■ AVAILABLE RECORDS ■
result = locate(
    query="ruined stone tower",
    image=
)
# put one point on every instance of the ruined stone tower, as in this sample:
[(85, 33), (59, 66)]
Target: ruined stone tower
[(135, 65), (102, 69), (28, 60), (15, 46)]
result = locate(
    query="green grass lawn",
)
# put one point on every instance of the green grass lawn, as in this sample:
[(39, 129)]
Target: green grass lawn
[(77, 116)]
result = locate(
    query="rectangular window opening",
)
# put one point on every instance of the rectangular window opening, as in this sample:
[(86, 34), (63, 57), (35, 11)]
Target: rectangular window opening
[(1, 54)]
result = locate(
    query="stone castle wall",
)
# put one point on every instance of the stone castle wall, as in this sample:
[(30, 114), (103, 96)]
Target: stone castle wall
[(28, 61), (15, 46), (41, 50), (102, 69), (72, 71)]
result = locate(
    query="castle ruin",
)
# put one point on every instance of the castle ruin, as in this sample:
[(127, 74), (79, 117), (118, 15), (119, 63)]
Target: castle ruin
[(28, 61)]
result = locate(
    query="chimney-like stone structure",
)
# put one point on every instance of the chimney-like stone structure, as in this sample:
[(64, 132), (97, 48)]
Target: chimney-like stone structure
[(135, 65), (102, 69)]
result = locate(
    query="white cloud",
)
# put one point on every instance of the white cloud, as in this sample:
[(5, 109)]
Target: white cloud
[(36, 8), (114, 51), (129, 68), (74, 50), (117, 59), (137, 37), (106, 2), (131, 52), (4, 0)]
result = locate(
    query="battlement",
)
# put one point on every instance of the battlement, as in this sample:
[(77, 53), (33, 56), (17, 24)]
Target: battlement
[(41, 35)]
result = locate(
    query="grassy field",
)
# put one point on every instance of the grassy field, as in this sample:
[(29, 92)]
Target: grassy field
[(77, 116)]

■ STATED TASK ■
Please identify each line in the material above that contains the string "like" and copy those lines. Treat uppercase and lowercase as different.

■ EXERCISE RESPONSE ■
    query="chimney-like stone structure",
# put one point on every instance of the chimney-like stone structure, as in this sample:
Target: chimney-like stone structure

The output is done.